'''

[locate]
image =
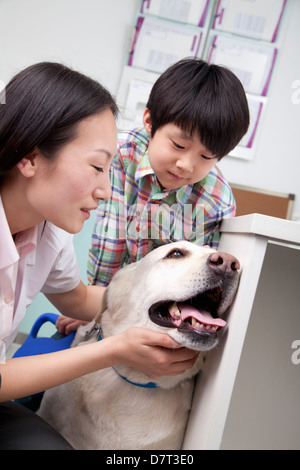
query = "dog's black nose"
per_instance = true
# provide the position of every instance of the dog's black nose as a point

'''

WRITTEN INSTRUCTION = Rewrite the listing above with "black nose" swapped for "wet nose" everywhere it occurs and every other line unchanged, omitting the picture itself.

THE OUTPUT =
[locate]
image =
query = "dog's wet nose"
per_instance = true
# provide the position of every instance of the dog's wet nose as a point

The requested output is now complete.